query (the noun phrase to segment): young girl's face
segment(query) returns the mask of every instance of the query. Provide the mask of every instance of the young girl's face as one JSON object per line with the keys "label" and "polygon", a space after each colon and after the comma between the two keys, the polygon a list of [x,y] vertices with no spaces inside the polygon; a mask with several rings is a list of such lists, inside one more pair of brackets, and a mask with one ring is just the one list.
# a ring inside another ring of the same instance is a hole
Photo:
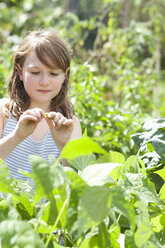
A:
{"label": "young girl's face", "polygon": [[62,69],[51,69],[31,52],[20,71],[20,79],[30,97],[30,107],[42,107],[48,110],[51,100],[58,95],[65,79]]}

------------

Aim: Copy the material above line for line without any changes, but leave out the picture.

Expected answer:
query (the noun phrase to segment): young girl's face
segment(query) returns the mask of every instance of the query. Provide the mask of every instance of the young girl's face as one JSON object per line with the keys "label" and "polygon", a space after each colon and after the comma between the two keys, the polygon a list of [x,y] vertices with no spaces inside the polygon; a mask with several rings is a list of such lists, inside one more pair of brackets, and a mask with one ring is just the one list.
# a ring inside another ring of the same instance is a hole
Photo:
A:
{"label": "young girl's face", "polygon": [[62,69],[51,69],[31,52],[20,71],[20,79],[30,97],[30,107],[42,107],[48,110],[51,100],[58,95],[65,79]]}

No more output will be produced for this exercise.